(Text passage)

AFL coaches tackle job protection for cannabis users

Perth Now19 hours ago
AFL coaches Alastair Clarkson and Damien Hardwick have lent their considerable clout to a push to protect medicinal cannabis users like them in the workplace.
With seven AFL premierships as coaches to their names, the pair have joined forces to urge the Victorian government to grant workers legal protection for taking prescribed medications such as medicinal cannabis.
The North Melbourne and Gold Coast coaches both take medicinal cannabis and decided to take a stand over the treatment of prescribed users who return positive workplace tests.
Hardwick, a three-time premiership coach at Richmond and flag winner as a player with Essendon for Port Adelaide, said it was "appalling" workers were being sacked.
"I take medicinal cannabis and I'm a better coach because of it," the Gold Coast coach said.
"Because my pain is reduced, my sleep is enhanced and I definitely make calmer decisions at work."
Clarkson, a mentor to Hardwick during his five years as an assistant coach at Hawthorn, has been a long-time medicinal cannabis patient.
The 57-year-old said it has helped relieve lower back pain and discomfort, reduce stress levels and improve sleep in his highly stressful role as Kangaroos coach.
"It's very unlike alcohol which dissipates out of your system reasonably quickly," said Clarkson, a four-time AFL premiership coach in his own right.
"THC (tetrahydrocannabinol) can stay in your system for a period of weeks with no impairment."
A Legalise Cannabis Party motion calling for amendments to Victoria's occupational health and safety and equal opportunity laws is slated to be debated in the upper house on Wednesday.
It is based on the seven recommendations made by a parliamentary inquiry that found testing methods focused on drug presence rather than impairment.
"Workers, prescribed medicinal cannabis, are being forced to choose between risking their job or abandoning their medication and living with pain," Legalise Cannabis MP David Ettershank said.
Premier Jacinta Allan pointed out the state is investigating if medicinal cannabis users could safely drive, funding a closed-circuit track trial led by Swinburne University.
However, she was non-committal on Victoria moving to introduce legal protections for workers.
"We've got nothing to add in terms of any further changes today," she told reporters on Sunday.
"But (we) recognise that this is something we need to continue to work through in response to bringing the opportunity for chronic-pain sufferers to be able to access medicinal cannabis."
Clarkson and Hardwick have previously lobbied the state government to change driving laws for medicinal cannabis users.

(End Text passage)
(Given records)

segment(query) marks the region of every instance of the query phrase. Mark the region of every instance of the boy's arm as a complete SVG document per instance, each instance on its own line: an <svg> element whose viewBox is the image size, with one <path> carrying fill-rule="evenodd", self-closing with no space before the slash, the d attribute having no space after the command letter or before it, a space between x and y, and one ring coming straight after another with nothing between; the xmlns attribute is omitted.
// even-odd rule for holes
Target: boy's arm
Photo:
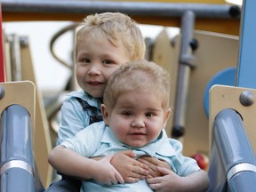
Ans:
<svg viewBox="0 0 256 192"><path fill-rule="evenodd" d="M110 164L112 157L109 155L95 161L60 145L52 150L48 161L53 168L67 175L93 179L108 185L124 183L119 172Z"/></svg>
<svg viewBox="0 0 256 192"><path fill-rule="evenodd" d="M154 191L203 192L206 191L208 188L209 179L203 170L190 173L186 177L180 177L168 169L163 167L157 167L157 169L164 176L147 179L147 182Z"/></svg>

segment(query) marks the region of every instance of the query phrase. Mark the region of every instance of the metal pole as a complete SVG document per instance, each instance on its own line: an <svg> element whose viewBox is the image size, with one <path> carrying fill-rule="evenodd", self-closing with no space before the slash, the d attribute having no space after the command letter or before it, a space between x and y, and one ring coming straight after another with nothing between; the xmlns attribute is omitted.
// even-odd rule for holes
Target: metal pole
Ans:
<svg viewBox="0 0 256 192"><path fill-rule="evenodd" d="M180 137L185 132L185 121L190 69L193 67L194 56L190 43L193 40L195 25L195 13L188 11L184 13L181 21L181 44L180 53L180 66L178 74L178 84L176 93L176 107L172 135L174 138Z"/></svg>
<svg viewBox="0 0 256 192"><path fill-rule="evenodd" d="M2 0L3 12L65 12L89 14L102 12L121 12L132 15L181 17L185 12L195 12L197 18L238 18L240 8L229 4L176 4L153 2L100 1L32 1Z"/></svg>
<svg viewBox="0 0 256 192"><path fill-rule="evenodd" d="M256 88L256 1L244 0L241 27L240 47L237 64L236 85Z"/></svg>

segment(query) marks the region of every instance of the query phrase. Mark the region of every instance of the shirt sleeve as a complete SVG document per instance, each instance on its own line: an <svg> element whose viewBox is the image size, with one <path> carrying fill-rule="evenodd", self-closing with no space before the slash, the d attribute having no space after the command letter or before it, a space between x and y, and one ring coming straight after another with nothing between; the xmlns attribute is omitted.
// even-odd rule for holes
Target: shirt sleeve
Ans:
<svg viewBox="0 0 256 192"><path fill-rule="evenodd" d="M169 141L175 150L175 156L171 160L178 175L184 177L200 170L195 159L182 155L182 144L179 140L170 139Z"/></svg>
<svg viewBox="0 0 256 192"><path fill-rule="evenodd" d="M65 100L60 110L57 145L68 138L74 137L78 132L88 126L85 124L89 122L88 118L84 116L84 112L76 98L71 97Z"/></svg>
<svg viewBox="0 0 256 192"><path fill-rule="evenodd" d="M76 133L75 137L65 140L60 145L83 156L92 156L100 145L104 128L103 122L92 124Z"/></svg>

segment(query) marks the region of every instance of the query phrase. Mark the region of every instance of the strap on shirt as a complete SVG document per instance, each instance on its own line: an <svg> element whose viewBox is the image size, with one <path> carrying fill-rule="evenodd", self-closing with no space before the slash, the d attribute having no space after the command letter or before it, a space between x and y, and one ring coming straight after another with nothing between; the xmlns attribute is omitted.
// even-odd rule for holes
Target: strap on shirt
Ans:
<svg viewBox="0 0 256 192"><path fill-rule="evenodd" d="M78 100L78 102L82 106L84 112L87 113L87 115L90 116L89 124L103 120L102 116L98 115L97 108L90 106L87 101L83 100L81 98L76 98L76 99Z"/></svg>

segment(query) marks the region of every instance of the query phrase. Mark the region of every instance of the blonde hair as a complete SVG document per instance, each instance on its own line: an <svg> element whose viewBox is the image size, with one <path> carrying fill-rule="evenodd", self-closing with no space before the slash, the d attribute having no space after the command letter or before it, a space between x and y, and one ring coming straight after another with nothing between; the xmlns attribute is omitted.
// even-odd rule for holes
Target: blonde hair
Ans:
<svg viewBox="0 0 256 192"><path fill-rule="evenodd" d="M108 39L114 46L123 43L131 60L144 59L145 41L137 23L121 12L103 12L84 18L76 35L76 44L84 36L97 40ZM76 56L76 46L75 56Z"/></svg>
<svg viewBox="0 0 256 192"><path fill-rule="evenodd" d="M169 108L170 86L169 73L162 67L145 60L130 61L111 75L104 92L103 102L111 110L121 94L153 91L165 109Z"/></svg>

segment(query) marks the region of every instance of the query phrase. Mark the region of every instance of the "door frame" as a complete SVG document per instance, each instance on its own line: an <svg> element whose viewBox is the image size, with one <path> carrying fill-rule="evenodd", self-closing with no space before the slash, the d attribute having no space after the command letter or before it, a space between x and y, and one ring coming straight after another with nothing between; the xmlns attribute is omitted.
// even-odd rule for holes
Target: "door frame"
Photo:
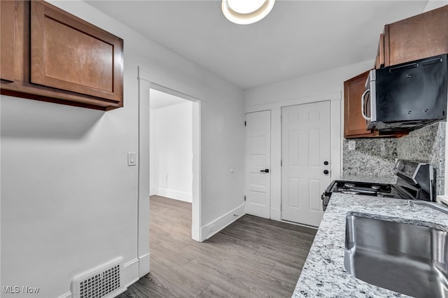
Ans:
<svg viewBox="0 0 448 298"><path fill-rule="evenodd" d="M201 107L202 101L140 76L139 80L139 152L138 152L138 211L137 257L139 276L150 271L149 250L149 91L150 89L189 100L192 103L192 188L191 237L200 242L201 233Z"/></svg>
<svg viewBox="0 0 448 298"><path fill-rule="evenodd" d="M304 104L319 104L319 103L323 103L323 102L328 102L329 104L329 106L328 107L330 108L330 115L329 115L329 116L330 117L330 121L328 122L328 125L330 126L330 127L329 127L330 128L330 132L329 132L329 134L330 134L330 136L330 136L330 159L329 159L329 161L330 161L330 169L331 169L332 163L332 159L331 159L331 158L332 158L332 156L331 156L331 152L332 152L332 151L331 151L331 146L332 144L332 138L331 138L331 136L331 136L331 124L332 124L331 123L331 101L330 101L330 100L313 101L313 102L309 102L309 103L306 103L306 104L294 104L294 105L291 105L291 106L284 106L281 108L280 108L280 117L281 117L281 129L280 129L280 133L281 134L281 143L280 145L280 148L281 148L281 157L282 160L283 160L283 152L284 152L284 146L284 146L284 139L283 139L283 133L284 133L284 131L283 131L283 112L284 112L284 109L287 108L295 107L295 106L302 106L302 105L304 105ZM284 170L284 169L281 168L281 185L283 185L283 183L284 183L283 170ZM330 178L330 182L329 182L328 185L330 185L330 183L332 180L332 171L331 170L330 171L330 177L329 178ZM327 185L326 185L326 186ZM283 199L284 199L283 198L283 189L281 189L281 199L280 199L281 200L281 211L280 215L281 216L281 221L282 222L287 222L294 223L294 224L296 224L298 225L309 227L312 227L312 228L318 227L318 227L314 227L314 226L307 225L307 224L302 224L302 223L300 223L300 222L293 222L293 221L290 221L290 220L284 220L283 219L283 212L284 212L284 209L283 209Z"/></svg>
<svg viewBox="0 0 448 298"><path fill-rule="evenodd" d="M270 152L270 151L272 150L272 111L271 110L270 110L270 109L266 109L266 110L262 110L262 111L252 111L252 112L246 112L246 111L244 112L244 201L246 203L246 197L247 195L247 194L246 193L246 191L247 190L247 188L246 188L246 187L247 187L247 185L246 185L247 180L246 179L246 171L247 169L246 167L246 166L247 164L246 164L247 161L246 160L246 150L247 150L247 148L246 148L246 138L247 136L246 135L246 115L248 113L250 113L267 112L267 111L270 112L270 125L269 125L269 129L270 129L270 147L271 147L271 148L270 148L270 160L269 160L269 164L269 164L269 169L270 169L270 180L269 180L269 183L270 183L270 187L269 187L270 188L270 194L269 194L269 196L270 196L270 197L269 197L269 201L269 201L269 203L270 203L270 218L269 218L270 219L271 218L271 211L270 211L271 206L270 205L271 205L271 195L272 195L272 192L271 192L270 190L271 190L271 187L272 186L272 182L271 182L272 173L272 154ZM247 211L246 207L247 207L246 206L246 204L244 204L244 213L246 213L246 211Z"/></svg>
<svg viewBox="0 0 448 298"><path fill-rule="evenodd" d="M342 120L340 92L306 96L292 99L246 106L244 113L271 110L271 219L281 221L281 108L302 104L330 101L331 179L340 179L342 171Z"/></svg>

(End Given records)

> Exercise requirements:
Copy the stretch of the cannabis article from "A Legalise Cannabis" through "rather than impairment.", changing "upper house" to "Legislative Council".

> Answer below:
A Legalise Cannabis Party motion calling for amendments to Victoria's occupational health and safety and equal opportunity laws is slated to be debated in the Legislative Council on Wednesday.
It is based on the seven recommendations made by a parliamentary inquiry that found testing methods focused on drug presence rather than impairment.